====== LISTED RECORDS ======

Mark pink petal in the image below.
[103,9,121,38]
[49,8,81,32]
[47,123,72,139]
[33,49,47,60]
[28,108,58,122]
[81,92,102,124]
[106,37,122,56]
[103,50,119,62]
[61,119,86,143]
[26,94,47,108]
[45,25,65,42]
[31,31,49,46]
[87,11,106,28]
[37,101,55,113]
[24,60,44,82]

======

• _EXERCISE PROMPT_: Could you output all of the data above again, line for line and without any changes?

• _SOLUTION_:
Mark pink petal in the image below.
[103,9,121,38]
[49,8,81,32]
[47,123,72,139]
[33,49,47,60]
[28,108,58,122]
[81,92,102,124]
[106,37,122,56]
[103,50,119,62]
[61,119,86,143]
[26,94,47,108]
[45,25,65,42]
[31,31,49,46]
[87,11,106,28]
[37,101,55,113]
[24,60,44,82]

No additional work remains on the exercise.